Extrait fourni:
----------

Société
Les femmes dans l’art
Plaidoyer pour l’humour (car vous me cassez les ovaires)
par Lola d’Estienne d’Orves publié le 4 septembre 2017
Qui n’a jamais vécu un diner de famille gênant ? Entre tonton Jean-Philippe qui balance des blagues sexistes en rafale et Papi qui ne comprend pas pourquoi toutes ces bonnes femmes ne peuvent pas simplement rester en cuisine et « arrêter de faire chier leur monde », on ne sort pas indemne d’une telle épreuve. Pourtant ce n’est « que de l’humour, rhoooo, faut rigoler un peu ! ». Il serait cependant naïf de croire qu’on est épargné quand on se retrouve enfin chez soi, emmailloté-e dans une couette pour mieux geeker* toute la nuit. Une fois Facebook ouvert, difficile d’échapper aux images pourtant si mignonnes qui véhiculent ces si adorables clichés sexistes #Nouléfilles et autres amalgames. Et oui ! Les discriminations genrées sont nombreuses dans le monde de la farce.
Cet article s’inspire de l’analyse « L’humour sur les femmes, sexiste ? » réalisée par Sandra Roubin en 2017 à consulter ici.
Quand l'humour sur les femmes est clairement sexiste

L’humour concernant les femmes est généralement de l’ordre du dénigrement et de la dévalorisation. En effet, en analysant un recueil de blagues, le chercheur Bouchard avait répertorié cinq catégories de ressorts comiques:
- Le manque d’intelligence (27%)
- Le mépris par association aux animaux (8%)
- Sexe/corps (30%)
- Travaux domestiques (4%)
- Banalisation de la violence ( 6%)
Autant dire que la majorité d’entre eux ne transmet pas une image très positive des femmes. On se retrouve donc le plus souvent confronté à de l’humour sexiste qui avilit, insulte, stéréotype, victimise et/ou objective les personnes sur base de leur genre en ciblant majoritairement les femmes (définition de Woodzicka et Ford dans leur article « A Framework for Thinking about the (not-so-funny) Effects of Sexist Humor »)

----------

Lignes de données:
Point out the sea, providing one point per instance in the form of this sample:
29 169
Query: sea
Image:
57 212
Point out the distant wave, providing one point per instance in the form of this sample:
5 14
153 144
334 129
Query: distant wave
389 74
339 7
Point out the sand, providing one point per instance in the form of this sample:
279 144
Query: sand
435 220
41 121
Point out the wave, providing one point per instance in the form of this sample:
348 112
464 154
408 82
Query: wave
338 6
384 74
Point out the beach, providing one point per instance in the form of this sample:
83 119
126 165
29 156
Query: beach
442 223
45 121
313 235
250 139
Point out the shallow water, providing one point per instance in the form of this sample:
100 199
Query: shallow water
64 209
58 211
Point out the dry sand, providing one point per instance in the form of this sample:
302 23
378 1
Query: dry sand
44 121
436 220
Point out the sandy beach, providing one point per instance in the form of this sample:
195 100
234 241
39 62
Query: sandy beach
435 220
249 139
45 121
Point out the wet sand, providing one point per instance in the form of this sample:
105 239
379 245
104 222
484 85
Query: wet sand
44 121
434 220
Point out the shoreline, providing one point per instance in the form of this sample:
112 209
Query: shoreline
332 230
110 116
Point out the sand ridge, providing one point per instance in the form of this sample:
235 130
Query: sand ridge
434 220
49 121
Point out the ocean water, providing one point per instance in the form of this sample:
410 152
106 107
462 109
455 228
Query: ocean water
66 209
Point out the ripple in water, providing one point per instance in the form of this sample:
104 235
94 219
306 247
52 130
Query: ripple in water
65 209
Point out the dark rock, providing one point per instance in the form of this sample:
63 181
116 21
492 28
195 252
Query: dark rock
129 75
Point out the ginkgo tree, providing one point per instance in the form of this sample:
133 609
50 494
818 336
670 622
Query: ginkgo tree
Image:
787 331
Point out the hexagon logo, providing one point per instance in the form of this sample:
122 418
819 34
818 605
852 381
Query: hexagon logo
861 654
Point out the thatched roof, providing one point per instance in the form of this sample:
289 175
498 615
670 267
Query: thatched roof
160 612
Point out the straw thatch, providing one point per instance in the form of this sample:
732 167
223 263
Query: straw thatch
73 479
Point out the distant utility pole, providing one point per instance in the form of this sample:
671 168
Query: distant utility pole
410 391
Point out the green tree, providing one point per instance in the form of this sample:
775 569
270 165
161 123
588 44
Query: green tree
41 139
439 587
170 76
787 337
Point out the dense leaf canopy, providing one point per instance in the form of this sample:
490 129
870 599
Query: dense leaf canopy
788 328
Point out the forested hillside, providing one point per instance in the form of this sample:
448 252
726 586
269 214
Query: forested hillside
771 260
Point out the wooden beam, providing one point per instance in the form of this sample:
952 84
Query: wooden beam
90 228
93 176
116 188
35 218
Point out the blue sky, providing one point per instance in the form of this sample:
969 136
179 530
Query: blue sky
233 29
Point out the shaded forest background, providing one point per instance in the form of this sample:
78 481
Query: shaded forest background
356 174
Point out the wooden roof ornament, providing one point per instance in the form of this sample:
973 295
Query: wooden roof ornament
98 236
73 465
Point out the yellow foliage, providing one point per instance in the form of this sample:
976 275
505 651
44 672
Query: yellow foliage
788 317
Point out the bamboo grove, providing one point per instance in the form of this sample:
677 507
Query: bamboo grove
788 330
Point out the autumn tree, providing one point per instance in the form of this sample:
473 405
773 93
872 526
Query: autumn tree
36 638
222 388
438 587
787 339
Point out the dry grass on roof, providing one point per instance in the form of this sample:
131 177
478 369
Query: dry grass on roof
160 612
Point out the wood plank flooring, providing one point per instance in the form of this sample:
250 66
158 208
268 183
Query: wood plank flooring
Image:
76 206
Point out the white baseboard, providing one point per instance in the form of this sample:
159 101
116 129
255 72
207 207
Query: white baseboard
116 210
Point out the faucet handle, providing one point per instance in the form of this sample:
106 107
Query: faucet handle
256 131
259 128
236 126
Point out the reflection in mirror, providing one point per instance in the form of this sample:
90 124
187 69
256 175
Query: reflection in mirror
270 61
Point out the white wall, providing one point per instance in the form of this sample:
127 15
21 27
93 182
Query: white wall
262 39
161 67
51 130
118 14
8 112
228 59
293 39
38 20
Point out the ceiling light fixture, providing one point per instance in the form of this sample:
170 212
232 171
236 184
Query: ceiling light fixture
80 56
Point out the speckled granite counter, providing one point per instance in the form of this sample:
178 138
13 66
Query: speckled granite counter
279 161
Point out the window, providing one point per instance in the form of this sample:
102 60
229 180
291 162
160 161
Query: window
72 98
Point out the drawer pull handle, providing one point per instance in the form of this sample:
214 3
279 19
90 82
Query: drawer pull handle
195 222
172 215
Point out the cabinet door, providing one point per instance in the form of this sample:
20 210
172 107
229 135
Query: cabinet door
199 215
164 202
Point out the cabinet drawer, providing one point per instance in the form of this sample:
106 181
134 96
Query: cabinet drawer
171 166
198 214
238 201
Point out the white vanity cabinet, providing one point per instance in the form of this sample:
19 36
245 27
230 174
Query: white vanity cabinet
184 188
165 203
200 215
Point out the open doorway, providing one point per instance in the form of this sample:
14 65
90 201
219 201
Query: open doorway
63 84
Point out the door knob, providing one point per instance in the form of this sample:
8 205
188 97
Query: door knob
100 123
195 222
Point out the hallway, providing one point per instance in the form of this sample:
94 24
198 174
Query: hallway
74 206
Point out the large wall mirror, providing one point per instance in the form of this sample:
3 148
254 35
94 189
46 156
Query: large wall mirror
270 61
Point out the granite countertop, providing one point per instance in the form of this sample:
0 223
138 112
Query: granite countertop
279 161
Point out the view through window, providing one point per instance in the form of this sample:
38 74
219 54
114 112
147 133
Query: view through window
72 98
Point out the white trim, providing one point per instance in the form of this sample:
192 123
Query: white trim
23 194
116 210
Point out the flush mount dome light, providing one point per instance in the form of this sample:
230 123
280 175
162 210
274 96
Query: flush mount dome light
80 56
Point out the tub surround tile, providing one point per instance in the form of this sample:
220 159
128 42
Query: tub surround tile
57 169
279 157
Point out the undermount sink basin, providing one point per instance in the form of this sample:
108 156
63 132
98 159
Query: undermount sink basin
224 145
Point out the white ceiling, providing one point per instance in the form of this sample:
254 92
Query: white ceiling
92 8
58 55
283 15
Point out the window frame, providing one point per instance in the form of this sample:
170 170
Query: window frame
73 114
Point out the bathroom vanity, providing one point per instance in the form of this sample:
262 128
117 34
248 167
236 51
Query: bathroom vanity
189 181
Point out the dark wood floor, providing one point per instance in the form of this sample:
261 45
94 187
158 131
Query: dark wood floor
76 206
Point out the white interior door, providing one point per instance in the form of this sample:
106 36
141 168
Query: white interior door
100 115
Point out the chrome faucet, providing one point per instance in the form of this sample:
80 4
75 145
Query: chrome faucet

----------

À réaliser:
Poursuivez l'article sur l'humour sexiste envers les femmes, en reprenant juste après sa dernière phrase.

Résultat obtenu:
C’est pourtant ce type de blagues que l’on retrouve le plus quand on tape « humour » dans la page de recherche « images » de google :

Mais bien sûr, rien de grave, étant donné que c’est du « second degré ». Tout comme le lâcher de salopes de Bigard ou les plaisanteries de Cyril Hanouna, ils ne le pensent pas. En se comparant à Desproges et sa mythique phrase de « On peut rire de tout mais pas avec n’importe qui » (qui est aujourd’hui utilisée à tort et à travers), ces individus cachent un sexisme ou des réflexions discriminatoires intériorisées.
En effet, une étude a démontré que les personnes qui détenaient un score élevé en sexisme étaient celles qui appréciaient le plus les blagues sexistes et percevaient moins le caractère dénigrant de la blague. Aussi car ce type d’humour se doit de faire passer un fond de vérité à leurs yeux. Comme le rappelle le blog egalitarisme.net dans son article L’humour est une arme « l’humour n’est pas une entité abstraite détachée de tout code social. L’humour s’inscrit dans une logique, dans des règles définies par un mode de pensée global ».
En bref, même sous couvert de second degré, ces blagues sexistes reflètent une culture offensive pour les femmes. Mais il serait bien trop simple de résumer l’humour sexiste à cette forme facilement reconnaissable.
© GingerForce (La fantastique (mais longue) vidéo de Ginger sur l'humour.)Et quand le sexisme se fait plus insidieux
En continuant de scroller allègrement sur votre fil d’actu, voilà que Micheline vous a taguée dans une vidéo à l’apparence choupi, accompagnée d’un commentaire style : hihi regarde c’est trop nous lol.
Nous les femmes ...
Opslået af Sympa på 15. juni 2016
Résultat : une pléthore de clichés illustrés sous forme ludique et mignonne. En se cachant derrière des représentations faussées qui ne semblent pas s’attaquer ouvertement aux femmes cet humour plus insidieux continue de renvoyer les individus à la place qui leur a été attribuée dans la société en fonction de leur genre, sans jamais la remettre en question.
C’est le classique #NouLéFilles, aussi déclinable en #NouLéMecs ou en #VouLéFilles, un agaçant syndrome de Stockholm, comme le désignait madmoizelle dans un article de 2014.
En gros, le genre de vidéos Facebook sur lesquelles vous pouvez tomber, avec une petite voix en fond qui dit « hihihi nous les filles on est tellement distraites et en même temps tellement mignonne, t’as vu j’ai laissé tomber mon pinceau de contouring quelle bêta hihihi saperlipopette ».
Des répercussions loin d'être anodines
On en vient à se demander : « mais en soi, ce n’est que de l’humour, pourquoi le prendre tant à cœur ? ». Peut-être parce que les répercussions sont réelles pour les personnes visées, et peuvent constituer un véritable harcèlement, qu’il s’agisse de remarques humoristiques sur le lieu de travail, ou d’une vidéo « code de meufs ».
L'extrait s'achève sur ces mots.